[BLOQUE DE TEXTO]
El Sector Salud dispone de pocos reactivos y durante varias semanas no autorizó pruebas en laboratorios privados. El gobierno sostiene que no necesita una cantidad amplia de pruebas para determinar la expansión del coronavirus pero, contradictoriamente, la información que ofrece todos los días se origina precisamente en resultados de tales verificaciones.
Por cada millón de habitantes, en Corea del Sur se han realizado 6, 148 pruebas de coronavirus; en Australia, 4,473; Canadá, 3,390; Alemania, 2033; Reino Unido, 960; Francia, 660; España, 646; Estados Unidos, 314. En América Latina, hay 339 pruebas por cada millón de personas en Panamá, 81.7 en Colombia, 13.7 en Brasil. En México, con información del 10 de marzo, había 2.1 pruebas por cada millón de habitantes. (Cifras recopiladas por Our World in Data).
Para tener una cantidad de pruebas de coronavirus equivalente a las que se han realizado en Corea, México necesitaría hacer 805 mil. Para que la cantidad de pruebas en nuestro país se asemeje a la de España se requieren 85 mil. Si quisiéramos tener un nivel de pruebas como los de Canadá y Estados Unidos (en donde es muy cuestionada la indolencia del gobierno del presidente Trump para impulsar las pruebas) requeriríamos 444 mil y 41 mil, respectivamente. Alcanzar el rango de pruebas de Colombia haría necesario que en México se hicieran 107 mil; o el de Brasil, 18 mil.
[/BLOQUE DE TEXTO]
[MATERIAL PROPORCIONADO]
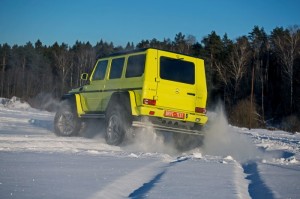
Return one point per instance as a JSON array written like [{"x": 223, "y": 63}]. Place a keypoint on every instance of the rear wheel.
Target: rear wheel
[
  {"x": 117, "y": 124},
  {"x": 66, "y": 121}
]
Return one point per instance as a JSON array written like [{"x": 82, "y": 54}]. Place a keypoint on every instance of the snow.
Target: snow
[{"x": 232, "y": 163}]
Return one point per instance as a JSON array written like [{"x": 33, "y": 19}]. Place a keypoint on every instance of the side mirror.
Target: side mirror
[{"x": 84, "y": 76}]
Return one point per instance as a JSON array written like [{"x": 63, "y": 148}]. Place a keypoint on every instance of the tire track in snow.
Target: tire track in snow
[{"x": 137, "y": 183}]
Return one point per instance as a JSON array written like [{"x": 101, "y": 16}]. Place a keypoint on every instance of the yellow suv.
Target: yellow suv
[{"x": 140, "y": 88}]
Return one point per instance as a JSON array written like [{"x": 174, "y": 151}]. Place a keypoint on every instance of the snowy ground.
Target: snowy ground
[{"x": 232, "y": 163}]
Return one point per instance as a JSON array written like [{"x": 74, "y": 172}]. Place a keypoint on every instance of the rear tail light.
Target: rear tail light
[
  {"x": 149, "y": 102},
  {"x": 200, "y": 110}
]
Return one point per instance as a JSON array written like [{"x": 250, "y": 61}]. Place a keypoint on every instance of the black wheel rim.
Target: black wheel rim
[
  {"x": 114, "y": 130},
  {"x": 66, "y": 123}
]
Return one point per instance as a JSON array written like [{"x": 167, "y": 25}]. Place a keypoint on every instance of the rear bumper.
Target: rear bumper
[
  {"x": 167, "y": 124},
  {"x": 190, "y": 117}
]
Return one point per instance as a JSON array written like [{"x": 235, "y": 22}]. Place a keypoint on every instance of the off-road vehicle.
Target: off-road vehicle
[{"x": 141, "y": 88}]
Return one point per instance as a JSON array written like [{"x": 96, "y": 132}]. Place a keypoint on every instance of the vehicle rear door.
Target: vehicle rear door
[{"x": 176, "y": 83}]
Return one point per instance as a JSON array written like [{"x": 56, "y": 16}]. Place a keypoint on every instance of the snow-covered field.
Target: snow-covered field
[{"x": 232, "y": 163}]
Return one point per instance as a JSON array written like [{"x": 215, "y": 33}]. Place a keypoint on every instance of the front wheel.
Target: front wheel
[
  {"x": 66, "y": 121},
  {"x": 117, "y": 124}
]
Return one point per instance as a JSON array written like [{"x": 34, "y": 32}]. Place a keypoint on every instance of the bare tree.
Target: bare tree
[
  {"x": 287, "y": 45},
  {"x": 239, "y": 59},
  {"x": 4, "y": 51},
  {"x": 63, "y": 63}
]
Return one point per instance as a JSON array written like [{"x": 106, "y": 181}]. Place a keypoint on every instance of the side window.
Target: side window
[
  {"x": 135, "y": 66},
  {"x": 116, "y": 68},
  {"x": 99, "y": 73}
]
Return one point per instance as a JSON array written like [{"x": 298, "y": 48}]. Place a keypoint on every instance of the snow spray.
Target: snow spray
[{"x": 221, "y": 139}]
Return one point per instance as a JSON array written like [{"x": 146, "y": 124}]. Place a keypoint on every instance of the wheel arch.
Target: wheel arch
[{"x": 120, "y": 98}]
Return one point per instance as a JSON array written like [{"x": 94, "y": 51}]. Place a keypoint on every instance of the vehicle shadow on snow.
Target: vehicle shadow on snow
[
  {"x": 45, "y": 124},
  {"x": 142, "y": 191},
  {"x": 257, "y": 187}
]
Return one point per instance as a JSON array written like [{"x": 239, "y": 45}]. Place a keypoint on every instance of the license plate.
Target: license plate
[{"x": 174, "y": 114}]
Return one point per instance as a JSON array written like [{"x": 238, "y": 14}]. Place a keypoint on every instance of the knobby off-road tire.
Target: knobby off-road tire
[
  {"x": 117, "y": 122},
  {"x": 66, "y": 121}
]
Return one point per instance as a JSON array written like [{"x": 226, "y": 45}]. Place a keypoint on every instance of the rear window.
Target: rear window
[
  {"x": 100, "y": 70},
  {"x": 116, "y": 68},
  {"x": 177, "y": 70},
  {"x": 135, "y": 66}
]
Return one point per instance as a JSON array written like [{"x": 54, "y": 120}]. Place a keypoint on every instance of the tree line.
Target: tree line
[{"x": 259, "y": 68}]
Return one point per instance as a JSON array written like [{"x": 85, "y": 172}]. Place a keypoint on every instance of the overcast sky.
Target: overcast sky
[{"x": 122, "y": 21}]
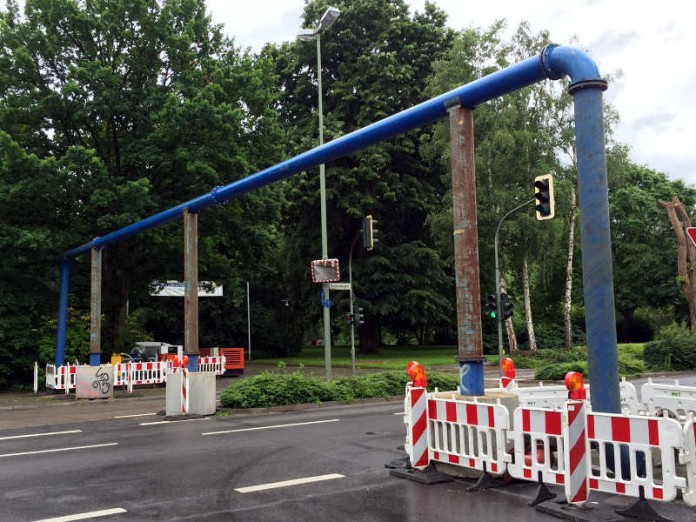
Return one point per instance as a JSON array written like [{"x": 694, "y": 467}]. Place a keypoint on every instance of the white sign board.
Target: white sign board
[
  {"x": 178, "y": 289},
  {"x": 94, "y": 382}
]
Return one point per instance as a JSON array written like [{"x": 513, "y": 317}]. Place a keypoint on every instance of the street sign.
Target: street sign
[
  {"x": 691, "y": 232},
  {"x": 325, "y": 271}
]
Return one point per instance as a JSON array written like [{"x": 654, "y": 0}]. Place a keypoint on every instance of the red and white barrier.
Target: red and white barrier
[
  {"x": 678, "y": 400},
  {"x": 214, "y": 364},
  {"x": 627, "y": 450},
  {"x": 468, "y": 434},
  {"x": 689, "y": 495},
  {"x": 184, "y": 391},
  {"x": 61, "y": 378},
  {"x": 575, "y": 451},
  {"x": 538, "y": 442},
  {"x": 416, "y": 419}
]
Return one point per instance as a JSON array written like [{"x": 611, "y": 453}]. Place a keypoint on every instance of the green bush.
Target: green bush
[
  {"x": 557, "y": 372},
  {"x": 674, "y": 349},
  {"x": 280, "y": 389}
]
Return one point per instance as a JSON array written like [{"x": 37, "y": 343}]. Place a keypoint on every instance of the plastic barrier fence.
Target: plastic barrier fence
[
  {"x": 678, "y": 400},
  {"x": 583, "y": 451},
  {"x": 554, "y": 397},
  {"x": 538, "y": 444},
  {"x": 61, "y": 378},
  {"x": 469, "y": 434},
  {"x": 212, "y": 364},
  {"x": 689, "y": 495},
  {"x": 630, "y": 453}
]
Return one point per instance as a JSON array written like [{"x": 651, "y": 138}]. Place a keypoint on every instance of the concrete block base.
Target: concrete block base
[{"x": 201, "y": 394}]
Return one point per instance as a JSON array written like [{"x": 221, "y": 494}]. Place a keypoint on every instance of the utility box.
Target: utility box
[
  {"x": 201, "y": 392},
  {"x": 94, "y": 382}
]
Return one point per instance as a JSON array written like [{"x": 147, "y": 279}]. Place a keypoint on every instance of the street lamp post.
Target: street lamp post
[
  {"x": 327, "y": 20},
  {"x": 499, "y": 311}
]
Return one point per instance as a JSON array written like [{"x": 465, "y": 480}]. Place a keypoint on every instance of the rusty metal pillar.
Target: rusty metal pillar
[
  {"x": 191, "y": 289},
  {"x": 95, "y": 309},
  {"x": 466, "y": 259}
]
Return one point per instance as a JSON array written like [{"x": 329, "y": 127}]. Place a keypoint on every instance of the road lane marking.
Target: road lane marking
[
  {"x": 286, "y": 483},
  {"x": 85, "y": 516},
  {"x": 171, "y": 422},
  {"x": 270, "y": 427},
  {"x": 55, "y": 450},
  {"x": 134, "y": 415},
  {"x": 40, "y": 434}
]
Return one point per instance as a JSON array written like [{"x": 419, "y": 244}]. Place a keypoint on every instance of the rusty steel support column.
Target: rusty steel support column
[
  {"x": 191, "y": 289},
  {"x": 466, "y": 260},
  {"x": 95, "y": 309}
]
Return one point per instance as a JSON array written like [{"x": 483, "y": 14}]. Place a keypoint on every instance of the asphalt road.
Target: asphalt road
[{"x": 232, "y": 468}]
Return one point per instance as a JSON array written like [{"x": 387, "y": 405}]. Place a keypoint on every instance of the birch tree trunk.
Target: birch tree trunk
[
  {"x": 528, "y": 304},
  {"x": 568, "y": 297},
  {"x": 509, "y": 327},
  {"x": 686, "y": 254}
]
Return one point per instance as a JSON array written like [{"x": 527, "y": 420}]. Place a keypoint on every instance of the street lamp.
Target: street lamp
[{"x": 327, "y": 20}]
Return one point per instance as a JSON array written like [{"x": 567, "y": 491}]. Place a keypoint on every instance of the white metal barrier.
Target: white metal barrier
[
  {"x": 554, "y": 397},
  {"x": 212, "y": 364},
  {"x": 630, "y": 453},
  {"x": 468, "y": 434},
  {"x": 689, "y": 495},
  {"x": 677, "y": 400}
]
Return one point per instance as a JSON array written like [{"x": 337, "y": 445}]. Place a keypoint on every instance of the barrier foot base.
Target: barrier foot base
[
  {"x": 543, "y": 493},
  {"x": 402, "y": 463},
  {"x": 426, "y": 476},
  {"x": 642, "y": 510},
  {"x": 485, "y": 481}
]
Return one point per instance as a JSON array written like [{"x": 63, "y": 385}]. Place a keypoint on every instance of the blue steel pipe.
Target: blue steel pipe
[
  {"x": 62, "y": 311},
  {"x": 554, "y": 62}
]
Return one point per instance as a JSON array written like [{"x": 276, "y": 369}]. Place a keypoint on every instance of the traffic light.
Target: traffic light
[
  {"x": 505, "y": 306},
  {"x": 543, "y": 193},
  {"x": 359, "y": 317},
  {"x": 369, "y": 232},
  {"x": 492, "y": 307}
]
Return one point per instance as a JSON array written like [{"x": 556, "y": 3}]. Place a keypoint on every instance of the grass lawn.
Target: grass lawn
[{"x": 388, "y": 358}]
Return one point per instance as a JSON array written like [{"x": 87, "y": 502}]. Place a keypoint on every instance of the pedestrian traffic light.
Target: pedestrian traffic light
[
  {"x": 369, "y": 232},
  {"x": 360, "y": 317},
  {"x": 543, "y": 193},
  {"x": 492, "y": 307},
  {"x": 505, "y": 306}
]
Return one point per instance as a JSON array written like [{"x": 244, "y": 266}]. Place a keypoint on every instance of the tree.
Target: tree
[
  {"x": 134, "y": 107},
  {"x": 375, "y": 61}
]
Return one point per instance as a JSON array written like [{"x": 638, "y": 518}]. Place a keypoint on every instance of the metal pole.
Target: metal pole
[
  {"x": 466, "y": 264},
  {"x": 248, "y": 320},
  {"x": 352, "y": 298},
  {"x": 498, "y": 311},
  {"x": 95, "y": 309},
  {"x": 324, "y": 238},
  {"x": 191, "y": 289},
  {"x": 61, "y": 332}
]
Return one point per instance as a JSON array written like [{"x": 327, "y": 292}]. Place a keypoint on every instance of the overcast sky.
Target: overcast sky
[{"x": 650, "y": 42}]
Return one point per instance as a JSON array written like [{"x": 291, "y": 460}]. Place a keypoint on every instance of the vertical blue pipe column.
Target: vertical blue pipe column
[
  {"x": 593, "y": 191},
  {"x": 62, "y": 311}
]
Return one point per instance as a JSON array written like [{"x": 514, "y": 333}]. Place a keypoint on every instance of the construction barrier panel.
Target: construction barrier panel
[
  {"x": 538, "y": 446},
  {"x": 416, "y": 420},
  {"x": 215, "y": 364},
  {"x": 678, "y": 400},
  {"x": 468, "y": 434},
  {"x": 630, "y": 453}
]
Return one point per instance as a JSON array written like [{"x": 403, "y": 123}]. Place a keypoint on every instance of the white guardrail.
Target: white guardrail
[
  {"x": 128, "y": 374},
  {"x": 563, "y": 442}
]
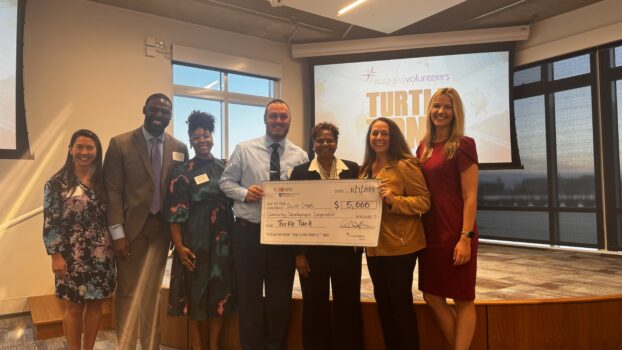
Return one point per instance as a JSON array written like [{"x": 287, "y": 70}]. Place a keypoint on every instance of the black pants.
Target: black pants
[
  {"x": 341, "y": 267},
  {"x": 263, "y": 319},
  {"x": 392, "y": 277}
]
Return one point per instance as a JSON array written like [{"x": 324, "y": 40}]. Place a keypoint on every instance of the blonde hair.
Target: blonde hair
[{"x": 456, "y": 131}]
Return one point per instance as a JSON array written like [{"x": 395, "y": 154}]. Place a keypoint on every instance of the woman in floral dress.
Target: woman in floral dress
[
  {"x": 76, "y": 237},
  {"x": 200, "y": 218}
]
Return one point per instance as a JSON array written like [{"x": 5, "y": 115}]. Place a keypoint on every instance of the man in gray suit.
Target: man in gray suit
[{"x": 135, "y": 171}]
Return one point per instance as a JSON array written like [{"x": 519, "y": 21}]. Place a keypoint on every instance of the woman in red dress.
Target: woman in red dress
[{"x": 448, "y": 265}]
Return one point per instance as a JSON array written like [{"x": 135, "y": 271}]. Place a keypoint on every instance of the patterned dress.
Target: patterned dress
[
  {"x": 75, "y": 226},
  {"x": 195, "y": 201}
]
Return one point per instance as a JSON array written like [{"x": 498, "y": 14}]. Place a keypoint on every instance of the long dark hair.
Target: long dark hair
[
  {"x": 398, "y": 147},
  {"x": 96, "y": 168}
]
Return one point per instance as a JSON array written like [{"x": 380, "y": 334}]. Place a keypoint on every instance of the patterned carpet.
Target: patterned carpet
[{"x": 504, "y": 273}]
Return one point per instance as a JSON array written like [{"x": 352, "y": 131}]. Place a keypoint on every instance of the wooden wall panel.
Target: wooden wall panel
[{"x": 582, "y": 325}]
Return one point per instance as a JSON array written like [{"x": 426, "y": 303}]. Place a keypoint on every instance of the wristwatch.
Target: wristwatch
[{"x": 469, "y": 234}]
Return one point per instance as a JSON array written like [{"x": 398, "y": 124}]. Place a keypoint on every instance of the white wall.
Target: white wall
[
  {"x": 590, "y": 26},
  {"x": 85, "y": 67}
]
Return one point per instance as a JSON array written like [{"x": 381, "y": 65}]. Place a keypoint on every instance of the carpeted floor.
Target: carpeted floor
[{"x": 504, "y": 273}]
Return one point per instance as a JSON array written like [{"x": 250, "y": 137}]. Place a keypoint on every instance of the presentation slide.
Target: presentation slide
[
  {"x": 8, "y": 39},
  {"x": 351, "y": 95}
]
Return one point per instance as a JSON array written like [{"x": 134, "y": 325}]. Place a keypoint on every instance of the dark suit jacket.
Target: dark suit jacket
[{"x": 128, "y": 178}]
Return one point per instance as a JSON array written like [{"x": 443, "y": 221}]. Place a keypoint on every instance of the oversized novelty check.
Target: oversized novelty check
[{"x": 326, "y": 212}]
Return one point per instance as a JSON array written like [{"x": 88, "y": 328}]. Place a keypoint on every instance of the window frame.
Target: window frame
[{"x": 225, "y": 96}]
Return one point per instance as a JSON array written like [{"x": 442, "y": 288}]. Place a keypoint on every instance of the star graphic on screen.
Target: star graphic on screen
[{"x": 369, "y": 74}]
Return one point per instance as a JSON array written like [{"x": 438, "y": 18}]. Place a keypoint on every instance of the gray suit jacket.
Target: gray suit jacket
[{"x": 128, "y": 178}]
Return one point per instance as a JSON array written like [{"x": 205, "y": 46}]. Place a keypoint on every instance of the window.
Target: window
[
  {"x": 237, "y": 101},
  {"x": 555, "y": 198}
]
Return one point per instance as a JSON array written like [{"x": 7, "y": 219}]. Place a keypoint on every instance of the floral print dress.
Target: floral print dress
[
  {"x": 195, "y": 201},
  {"x": 75, "y": 226}
]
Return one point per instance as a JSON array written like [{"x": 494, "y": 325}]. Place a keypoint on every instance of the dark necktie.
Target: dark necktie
[
  {"x": 275, "y": 163},
  {"x": 156, "y": 169}
]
[/MATERIAL PROPORCIONADO]
-- POR HACER --
1. Resume en forma más breve el párrafo del texto sobre las pruebas de coronavirus que empieza con "El Sector Salud dispone de pocos reactivos".
2. Reproduce sin cambios el fragmento del texto sobre las pruebas de coronavirus desde "El Sector Salud" hasta "de tales verificaciones.".

-- SOLUCIONES A CONTINUACIÓN --
1. El Sector Salud tiene pocos reactivos y durante semanas no permitió pruebas en laboratorios privados. El gobierno afirma que no requiere muchas pruebas para medir la expansión del coronavirus, aunque la información que difunde a diario proviene de esas mismas pruebas.

2.
El Sector Salud dispone de pocos reactivos y durante varias semanas no autorizó pruebas en laboratorios privados. El gobierno sostiene que no necesita una cantidad amplia de pruebas para determinar la expansión del coronavirus pero, contradictoriamente, la información que ofrece todos los días se origina precisamente en resultados de tales verificaciones.